Given exercise - Repeat each line exactly as it is written.

Data entries -
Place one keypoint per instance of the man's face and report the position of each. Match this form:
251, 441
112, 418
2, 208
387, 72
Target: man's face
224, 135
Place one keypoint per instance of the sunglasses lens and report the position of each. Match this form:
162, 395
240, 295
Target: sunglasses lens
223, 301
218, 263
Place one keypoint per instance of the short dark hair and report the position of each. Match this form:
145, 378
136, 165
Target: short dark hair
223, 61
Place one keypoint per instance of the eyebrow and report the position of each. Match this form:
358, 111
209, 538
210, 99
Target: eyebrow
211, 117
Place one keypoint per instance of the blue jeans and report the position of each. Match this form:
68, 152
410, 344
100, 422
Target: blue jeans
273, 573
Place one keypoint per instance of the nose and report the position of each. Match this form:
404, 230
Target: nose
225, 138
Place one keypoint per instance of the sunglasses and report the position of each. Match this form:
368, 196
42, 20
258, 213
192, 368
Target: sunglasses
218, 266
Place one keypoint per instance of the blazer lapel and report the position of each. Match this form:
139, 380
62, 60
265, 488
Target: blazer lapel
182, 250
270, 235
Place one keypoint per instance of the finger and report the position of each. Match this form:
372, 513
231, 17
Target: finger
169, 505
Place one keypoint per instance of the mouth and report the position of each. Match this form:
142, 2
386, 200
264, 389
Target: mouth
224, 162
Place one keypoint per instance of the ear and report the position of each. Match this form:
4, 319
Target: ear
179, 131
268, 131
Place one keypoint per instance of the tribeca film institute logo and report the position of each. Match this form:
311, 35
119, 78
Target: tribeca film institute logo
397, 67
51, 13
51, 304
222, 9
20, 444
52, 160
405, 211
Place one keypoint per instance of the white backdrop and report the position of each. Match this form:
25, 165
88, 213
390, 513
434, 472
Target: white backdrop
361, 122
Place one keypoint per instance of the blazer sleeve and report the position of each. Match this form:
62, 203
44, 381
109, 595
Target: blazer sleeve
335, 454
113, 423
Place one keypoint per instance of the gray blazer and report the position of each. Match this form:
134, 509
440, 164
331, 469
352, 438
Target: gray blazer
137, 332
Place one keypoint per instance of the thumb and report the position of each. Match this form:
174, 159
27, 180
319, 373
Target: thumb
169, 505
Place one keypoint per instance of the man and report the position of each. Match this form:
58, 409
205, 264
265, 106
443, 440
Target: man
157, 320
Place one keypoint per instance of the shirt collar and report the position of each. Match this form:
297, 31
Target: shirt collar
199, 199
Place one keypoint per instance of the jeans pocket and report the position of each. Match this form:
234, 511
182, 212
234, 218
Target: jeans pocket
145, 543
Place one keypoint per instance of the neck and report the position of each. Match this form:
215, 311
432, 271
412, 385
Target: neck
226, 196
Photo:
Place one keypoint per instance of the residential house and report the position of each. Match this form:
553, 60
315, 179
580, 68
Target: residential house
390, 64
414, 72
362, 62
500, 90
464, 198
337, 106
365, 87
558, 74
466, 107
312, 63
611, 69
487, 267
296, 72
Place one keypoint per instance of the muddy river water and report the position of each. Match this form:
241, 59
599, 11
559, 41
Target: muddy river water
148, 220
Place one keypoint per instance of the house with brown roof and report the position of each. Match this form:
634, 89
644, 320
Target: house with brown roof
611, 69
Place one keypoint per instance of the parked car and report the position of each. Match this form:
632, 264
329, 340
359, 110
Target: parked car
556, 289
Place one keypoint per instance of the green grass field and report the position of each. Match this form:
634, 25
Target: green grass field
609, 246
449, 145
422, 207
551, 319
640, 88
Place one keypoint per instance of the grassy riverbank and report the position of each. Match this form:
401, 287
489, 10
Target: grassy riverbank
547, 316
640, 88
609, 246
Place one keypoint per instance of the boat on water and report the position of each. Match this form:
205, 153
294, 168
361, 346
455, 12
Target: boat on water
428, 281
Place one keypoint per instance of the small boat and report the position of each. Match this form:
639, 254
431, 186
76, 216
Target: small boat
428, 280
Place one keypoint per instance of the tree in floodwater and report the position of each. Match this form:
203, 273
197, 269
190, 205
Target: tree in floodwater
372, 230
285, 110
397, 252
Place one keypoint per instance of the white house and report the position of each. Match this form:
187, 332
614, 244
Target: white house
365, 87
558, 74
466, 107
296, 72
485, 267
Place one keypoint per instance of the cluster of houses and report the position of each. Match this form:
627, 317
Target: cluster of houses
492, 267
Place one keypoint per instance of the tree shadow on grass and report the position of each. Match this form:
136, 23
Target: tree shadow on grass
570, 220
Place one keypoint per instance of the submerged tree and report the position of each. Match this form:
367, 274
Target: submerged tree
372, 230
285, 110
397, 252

Answer to the problem -
Place one keypoint per instance of the man's face and report the position of each. Match this form:
251, 441
112, 418
2, 208
387, 72
Target: man's face
224, 135
Place one keypoint per instance of the sunglasses lens and report the position of each. Match this form:
162, 395
240, 295
Target: sunglasses lens
223, 301
218, 263
Place one keypoint per instance of the short dark hair and report the position of each. Match this form:
145, 378
136, 165
Target: short dark hair
223, 61
Place one keypoint per instance of the eyebrow and report the position of each. Match this form:
358, 111
209, 538
210, 99
Target: eyebrow
211, 117
Place one keypoint per instance of the blue jeans and report the position of each. Match this form:
68, 152
410, 344
100, 422
Target: blue jeans
273, 573
Place one keypoint per instance of the nose and report the position of each. Match this form:
404, 230
Target: nose
225, 138
Place one keypoint per instance of the sunglasses and report the position of each. Match this form:
368, 196
42, 20
258, 213
192, 368
Target: sunglasses
218, 266
Place one keypoint per instance of the blazer lapel and report the position of each. Match this form:
139, 380
62, 60
265, 488
Target: blazer lapel
182, 250
270, 235
Place one keypoint per instance of the finger and report the position of each. Match this form:
372, 513
231, 17
Target: finger
169, 505
Place one keypoint per instance of the mouth and report the position of each. Match this form:
142, 2
386, 200
264, 389
Target: mouth
224, 162
Place one keypoint per instance of the ear and report the position of each. Match this form:
4, 319
Target: ear
179, 131
268, 131
Place one keypoint per instance of the tribeca film institute logo and report the position of each. Match this form:
311, 35
119, 78
Target: tribeca film institute logo
397, 67
51, 13
51, 304
222, 9
20, 444
52, 160
405, 211
Place one keypoint per instance of the white backdrop and report the position of each. Match this form:
25, 165
88, 213
390, 513
434, 472
Target: white backdrop
361, 122
Place one keypoint per instance of the blazer sleeve and report the position of each. Match this form:
62, 203
44, 381
109, 595
Target: blazer sleeve
335, 454
113, 423
Place one keypoint per instance of the gray blazer and report the position of each. Match this form:
134, 509
440, 164
331, 469
352, 438
Target: gray blazer
137, 332
Place one keypoint per instance of the thumb and report the position of each. Match this form:
174, 159
27, 180
319, 373
Target: thumb
169, 505
Place one keypoint per instance of the man and report the position of each. Match this form:
58, 409
205, 264
265, 106
443, 440
Target: man
157, 320
Place one keypoint per instance of the shirt collar and report the position of each. Match this form:
297, 31
Target: shirt collar
199, 199
Place one keypoint per instance of the jeans pocket and report the position of each. Match this form:
234, 511
182, 212
234, 218
Target: jeans pocket
145, 543
Place one keypoint per instance of the neck and report the position of each. Match this form:
215, 311
432, 271
412, 385
Target: neck
226, 196
Photo:
Place one keypoint per instance of the residential house and report the position of each. Match this form:
553, 60
315, 179
580, 68
Target: residential house
390, 64
414, 72
362, 62
500, 90
464, 198
337, 106
365, 87
558, 74
466, 107
312, 63
611, 69
487, 267
296, 72
Place one keypoint per instance of the muddy river water and report the position of each. Match this form:
241, 59
599, 11
559, 41
Target: muddy river water
148, 220
Place one keypoint per instance of the house with brown roof and report the position of each. Match this form:
634, 89
644, 320
Target: house with brown roof
611, 69
Place one keypoint per instance of the parked car and report the position of each. Match this form:
632, 264
329, 340
359, 110
Target: parked car
556, 289
Place one keypoint per instance of the green grass field and report the position of each. Match this form:
634, 25
Target: green grass field
609, 246
449, 145
422, 207
551, 319
640, 88
Place one keypoint per instance of the grassy riverbank and report the position of each. Match this form:
401, 287
489, 10
Target: grassy riverbank
547, 316
640, 88
609, 246
Place one keypoint per instance of the boat on water and report the position of each. Match this form:
205, 153
294, 168
361, 346
455, 12
Target: boat on water
428, 281
Place one keypoint per instance of the small boat and report the position of each. Match this form:
639, 254
431, 186
76, 216
Target: small boat
428, 280
Place one keypoint per instance of the tree in floodwater and report the position of each. Match this form:
203, 273
197, 269
190, 205
Target: tree in floodwater
372, 230
285, 110
397, 252
Place one keypoint per instance of the white house and report the position of each. Match this form:
187, 332
614, 244
Target: white house
365, 87
558, 74
466, 107
296, 72
485, 267
Place one keypoint per instance of the cluster of houses and report the position of each. Match this form:
627, 317
Target: cluster of houses
492, 267
Place one keypoint per instance of the tree shadow on grass and report the position of each. Match this form:
136, 23
Target: tree shadow on grass
570, 220
Place one keypoint per instance of the submerged tree and report the position of each. Match this form:
367, 274
Target: submerged tree
372, 230
285, 110
397, 252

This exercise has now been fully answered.